— Start Records for this exercise —

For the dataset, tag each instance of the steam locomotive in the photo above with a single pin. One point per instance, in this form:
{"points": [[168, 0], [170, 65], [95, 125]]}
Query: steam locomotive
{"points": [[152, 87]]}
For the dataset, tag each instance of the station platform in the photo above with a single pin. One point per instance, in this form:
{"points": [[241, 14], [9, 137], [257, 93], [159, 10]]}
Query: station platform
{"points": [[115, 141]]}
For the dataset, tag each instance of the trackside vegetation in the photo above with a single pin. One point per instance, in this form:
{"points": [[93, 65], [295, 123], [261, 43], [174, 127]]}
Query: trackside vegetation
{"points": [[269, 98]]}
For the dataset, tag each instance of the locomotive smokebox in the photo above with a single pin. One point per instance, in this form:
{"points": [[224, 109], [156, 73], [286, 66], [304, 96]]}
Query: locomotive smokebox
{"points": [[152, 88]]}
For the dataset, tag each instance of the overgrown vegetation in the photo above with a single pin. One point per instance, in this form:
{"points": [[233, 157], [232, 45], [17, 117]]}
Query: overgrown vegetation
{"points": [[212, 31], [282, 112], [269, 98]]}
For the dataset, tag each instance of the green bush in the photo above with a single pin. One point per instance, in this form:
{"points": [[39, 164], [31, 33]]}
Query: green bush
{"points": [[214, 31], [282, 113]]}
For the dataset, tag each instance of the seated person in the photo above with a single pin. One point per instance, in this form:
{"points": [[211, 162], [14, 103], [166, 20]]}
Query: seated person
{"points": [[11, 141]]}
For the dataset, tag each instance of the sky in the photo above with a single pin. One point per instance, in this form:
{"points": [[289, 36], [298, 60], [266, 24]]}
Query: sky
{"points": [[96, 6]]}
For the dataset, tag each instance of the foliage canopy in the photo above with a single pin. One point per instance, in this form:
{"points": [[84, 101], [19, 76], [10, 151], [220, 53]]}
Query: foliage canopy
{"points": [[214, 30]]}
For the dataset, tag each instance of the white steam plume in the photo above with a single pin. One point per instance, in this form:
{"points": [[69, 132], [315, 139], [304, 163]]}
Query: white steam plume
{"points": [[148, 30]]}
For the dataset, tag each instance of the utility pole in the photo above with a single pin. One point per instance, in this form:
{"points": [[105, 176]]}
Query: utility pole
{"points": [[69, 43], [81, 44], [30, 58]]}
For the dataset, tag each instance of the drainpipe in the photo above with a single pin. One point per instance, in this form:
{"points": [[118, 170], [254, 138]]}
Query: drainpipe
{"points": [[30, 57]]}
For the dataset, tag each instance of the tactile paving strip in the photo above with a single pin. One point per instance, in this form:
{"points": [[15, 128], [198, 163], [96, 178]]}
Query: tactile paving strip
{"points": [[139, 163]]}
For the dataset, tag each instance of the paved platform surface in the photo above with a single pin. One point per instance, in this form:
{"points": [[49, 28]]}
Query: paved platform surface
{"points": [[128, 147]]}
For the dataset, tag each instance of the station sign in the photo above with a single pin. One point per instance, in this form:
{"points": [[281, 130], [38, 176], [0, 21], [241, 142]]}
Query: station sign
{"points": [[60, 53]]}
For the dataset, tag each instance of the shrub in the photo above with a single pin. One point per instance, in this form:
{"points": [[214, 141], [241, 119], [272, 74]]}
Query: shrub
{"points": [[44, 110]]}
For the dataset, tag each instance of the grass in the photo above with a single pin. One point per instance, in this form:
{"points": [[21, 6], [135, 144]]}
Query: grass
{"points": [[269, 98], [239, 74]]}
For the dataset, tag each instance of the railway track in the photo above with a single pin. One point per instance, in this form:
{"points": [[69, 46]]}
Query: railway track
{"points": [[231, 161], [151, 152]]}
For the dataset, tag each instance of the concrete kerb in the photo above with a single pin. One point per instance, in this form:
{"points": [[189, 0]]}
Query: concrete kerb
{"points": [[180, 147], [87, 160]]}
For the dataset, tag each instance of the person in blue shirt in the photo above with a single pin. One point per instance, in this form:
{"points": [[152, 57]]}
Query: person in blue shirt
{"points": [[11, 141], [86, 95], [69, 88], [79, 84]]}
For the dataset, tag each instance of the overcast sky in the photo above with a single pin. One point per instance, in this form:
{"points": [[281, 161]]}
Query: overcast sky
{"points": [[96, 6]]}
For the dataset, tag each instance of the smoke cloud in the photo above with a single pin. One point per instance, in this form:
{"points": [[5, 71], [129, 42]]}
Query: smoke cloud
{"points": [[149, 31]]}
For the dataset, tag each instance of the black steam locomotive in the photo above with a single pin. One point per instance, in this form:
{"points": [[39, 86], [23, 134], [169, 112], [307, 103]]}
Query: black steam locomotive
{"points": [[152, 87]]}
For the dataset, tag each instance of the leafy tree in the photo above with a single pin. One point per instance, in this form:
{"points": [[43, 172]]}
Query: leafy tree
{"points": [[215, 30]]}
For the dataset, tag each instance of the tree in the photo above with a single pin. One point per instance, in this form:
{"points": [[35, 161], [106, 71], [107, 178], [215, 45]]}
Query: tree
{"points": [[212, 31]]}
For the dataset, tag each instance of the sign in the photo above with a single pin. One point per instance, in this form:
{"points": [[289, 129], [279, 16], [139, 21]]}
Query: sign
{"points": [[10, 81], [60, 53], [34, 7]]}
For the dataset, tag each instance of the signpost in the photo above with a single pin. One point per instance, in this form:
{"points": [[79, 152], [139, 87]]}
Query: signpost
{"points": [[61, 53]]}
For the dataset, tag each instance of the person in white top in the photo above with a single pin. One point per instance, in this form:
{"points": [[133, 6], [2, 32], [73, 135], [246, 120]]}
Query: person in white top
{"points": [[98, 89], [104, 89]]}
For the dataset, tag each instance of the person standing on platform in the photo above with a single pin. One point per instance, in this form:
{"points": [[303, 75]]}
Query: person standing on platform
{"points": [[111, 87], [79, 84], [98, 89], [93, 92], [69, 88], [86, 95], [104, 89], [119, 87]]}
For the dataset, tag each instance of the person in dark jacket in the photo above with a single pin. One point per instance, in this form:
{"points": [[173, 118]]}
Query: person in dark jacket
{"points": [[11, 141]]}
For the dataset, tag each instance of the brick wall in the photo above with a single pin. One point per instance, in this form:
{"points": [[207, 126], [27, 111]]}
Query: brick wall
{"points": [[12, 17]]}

— End Records for this exercise —

Short exercise
Convert every line of the items above into a Markdown table with the columns Row and Line. Number the rows and leave out blank lines.

Task solution
| Row | Line |
|---|---|
| 1 | For the dataset, tag each instance of the steam locomotive in the photo above with a single pin. One point per instance, in this form: |
| 2 | {"points": [[168, 0], [170, 65], [95, 125]]} |
| 3 | Query: steam locomotive |
| 4 | {"points": [[152, 87]]} |
| 5 | For the dataset, tag each instance of the station platform in the photo above with a single pin. One point per instance, in this form: |
| 6 | {"points": [[241, 14], [9, 137], [257, 93], [159, 10]]} |
| 7 | Query: station platform |
| 8 | {"points": [[115, 141]]} |
| 9 | For the dataset, tag each instance of the trackside vegetation in the photo above with a single pin. One point per instance, in this form: |
| 10 | {"points": [[93, 65], [295, 123], [261, 43], [174, 127]]} |
| 11 | Query: trackside vegetation |
| 12 | {"points": [[269, 98]]} |
| 13 | For the dataset, tag each instance of the locomotive smokebox in the photo above with a single pin. One point per instance, in this form: |
| 14 | {"points": [[224, 109], [156, 73], [286, 66], [304, 96]]} |
| 15 | Query: locomotive smokebox |
| 16 | {"points": [[152, 88]]} |
| 17 | For the dataset, tag each instance of the overgrown vegetation in the photo above with a single pin. One point per instance, in this form: |
| 18 | {"points": [[233, 157], [232, 45], [17, 117]]} |
| 19 | Query: overgrown vegetation |
| 20 | {"points": [[212, 31], [282, 112], [269, 98]]} |
| 21 | For the dataset, tag each instance of the green bush in the photo above with a single pin. One point per instance, in this form: |
| 22 | {"points": [[39, 164], [31, 33]]} |
| 23 | Query: green bush |
| 24 | {"points": [[214, 31], [282, 113]]} |
| 25 | For the dataset, tag each instance of the seated person in the photo above with a single pin. One point per instance, in this form: |
| 26 | {"points": [[211, 162], [14, 103], [166, 20]]} |
| 27 | Query: seated person |
| 28 | {"points": [[11, 141]]} |
| 29 | For the dataset, tag each instance of the sky in the photo above with a single pin. One point per instance, in this form: |
| 30 | {"points": [[289, 36], [298, 60], [266, 24]]} |
| 31 | Query: sky |
| 32 | {"points": [[96, 6]]} |
| 33 | For the dataset, tag each instance of the foliage canopy in the photo above with a single pin. One point per instance, in this form: |
| 34 | {"points": [[84, 101], [19, 76], [10, 151], [220, 53]]} |
| 35 | Query: foliage canopy |
| 36 | {"points": [[214, 30]]} |
| 37 | For the dataset, tag each instance of the white steam plume in the photo above with a single pin. One point per instance, in this form: |
| 38 | {"points": [[69, 132], [315, 139], [304, 163]]} |
| 39 | Query: white steam plume |
| 40 | {"points": [[148, 30]]} |
| 41 | For the dataset, tag each instance of the utility pole in the photo above with a single pin. One point per instance, in this form: |
| 42 | {"points": [[105, 176]]} |
| 43 | Query: utility pole |
| 44 | {"points": [[69, 43], [81, 44], [30, 58]]} |
| 45 | For the dataset, tag each instance of the drainpipe in the photo above with a single pin. One point per instance, in this form: |
| 46 | {"points": [[118, 170], [254, 138]]} |
| 47 | Query: drainpipe |
| 48 | {"points": [[30, 57]]} |
| 49 | For the dataset, tag each instance of the tactile paving strip in the photo above with a single pin. One point per instance, in this form: |
| 50 | {"points": [[15, 128], [198, 163], [96, 178]]} |
| 51 | Query: tactile paving strip |
| 52 | {"points": [[139, 163]]} |
| 53 | For the dataset, tag each instance of the paved platform surface in the photo above with a single pin. One point per instance, in this form: |
| 54 | {"points": [[49, 28]]} |
| 55 | Query: paved platform surface |
| 56 | {"points": [[128, 147]]} |
| 57 | For the dataset, tag each instance of the station sign in the photo above with a single pin. One point per instance, in this form: |
| 58 | {"points": [[281, 130], [38, 176], [0, 21], [241, 142]]} |
| 59 | Query: station sign |
| 60 | {"points": [[60, 53]]} |
| 61 | For the dataset, tag each instance of the shrub in the photo above with a single pin. One point per instance, in this form: |
| 62 | {"points": [[214, 141], [241, 119], [272, 74]]} |
| 63 | Query: shrub |
| 64 | {"points": [[44, 110]]} |
| 65 | For the dataset, tag each instance of the grass in the photo above with a single pin. One point per instance, in this form: |
| 66 | {"points": [[21, 6], [135, 144]]} |
| 67 | Query: grass |
| 68 | {"points": [[269, 98], [239, 74]]} |
| 69 | For the dataset, tag each instance of the railway track in the photo above with a single pin. One point per instance, in this form: |
| 70 | {"points": [[69, 46]]} |
| 71 | Query: railway track |
| 72 | {"points": [[231, 161], [151, 152]]} |
| 73 | For the dataset, tag each instance of the concrete kerb in the photo above with a single pin. One point per instance, in this form: |
| 74 | {"points": [[189, 0]]} |
| 75 | Query: concrete kerb |
| 76 | {"points": [[180, 147], [87, 160]]} |
| 77 | For the dataset, tag each instance of the person in blue shirt in the photo above with a single pin. One point per instance, in this form: |
| 78 | {"points": [[152, 57]]} |
| 79 | Query: person in blue shirt |
| 80 | {"points": [[11, 141], [86, 95], [69, 88], [79, 84]]} |
| 81 | For the dataset, tag each instance of the overcast sky in the photo above with a single pin. One point per instance, in this form: |
| 82 | {"points": [[281, 161]]} |
| 83 | Query: overcast sky |
| 84 | {"points": [[96, 6]]} |
| 85 | For the dataset, tag each instance of the smoke cloud in the photo above with a single pin. One point per instance, in this form: |
| 86 | {"points": [[5, 71], [129, 42]]} |
| 87 | Query: smoke cloud |
| 88 | {"points": [[149, 31]]} |
| 89 | For the dataset, tag each instance of the black steam locomotive in the photo above with a single pin. One point per instance, in this form: |
| 90 | {"points": [[39, 86], [23, 134], [169, 112], [307, 103]]} |
| 91 | Query: black steam locomotive |
| 92 | {"points": [[152, 87]]} |
| 93 | For the dataset, tag each instance of the leafy tree in the photo above with a single pin. One point per instance, in this form: |
| 94 | {"points": [[43, 172]]} |
| 95 | Query: leafy tree |
| 96 | {"points": [[215, 30]]} |
| 97 | For the dataset, tag each instance of the tree in the photo above with a single pin. One point per instance, in this form: |
| 98 | {"points": [[35, 161], [106, 71], [107, 178], [215, 45]]} |
| 99 | Query: tree |
| 100 | {"points": [[212, 31]]} |
| 101 | For the dataset, tag each instance of the sign in the photo above with a single pin. One point per instance, in this form: |
| 102 | {"points": [[289, 129], [279, 16], [139, 21]]} |
| 103 | Query: sign |
| 104 | {"points": [[10, 81], [60, 53], [34, 7]]} |
| 105 | For the dataset, tag each instance of the signpost in the photo above with a single pin. One point per instance, in this form: |
| 106 | {"points": [[79, 152], [139, 87]]} |
| 107 | Query: signpost |
| 108 | {"points": [[61, 53]]} |
| 109 | For the dataset, tag each instance of the person in white top in the photo above with a single pin. One point per instance, in this form: |
| 110 | {"points": [[133, 6], [2, 32], [73, 135], [246, 120]]} |
| 111 | Query: person in white top |
| 112 | {"points": [[98, 89], [104, 89]]} |
| 113 | For the dataset, tag each instance of the person standing on platform in the photo above with a single pin. One point per instance, in this form: |
| 114 | {"points": [[303, 75]]} |
| 115 | Query: person standing on platform |
| 116 | {"points": [[111, 87], [79, 84], [98, 89], [93, 92], [69, 88], [86, 95], [104, 89], [119, 87]]} |
| 117 | For the dataset, tag each instance of the person in dark jacket in the photo above with a single pin. One point per instance, in this form: |
| 118 | {"points": [[173, 118]]} |
| 119 | Query: person in dark jacket |
| 120 | {"points": [[11, 141]]} |
| 121 | For the dataset, tag each instance of the brick wall in the photo above with a single pin. One point per instance, in this form: |
| 122 | {"points": [[207, 126], [27, 111]]} |
| 123 | Query: brick wall |
| 124 | {"points": [[12, 17]]} |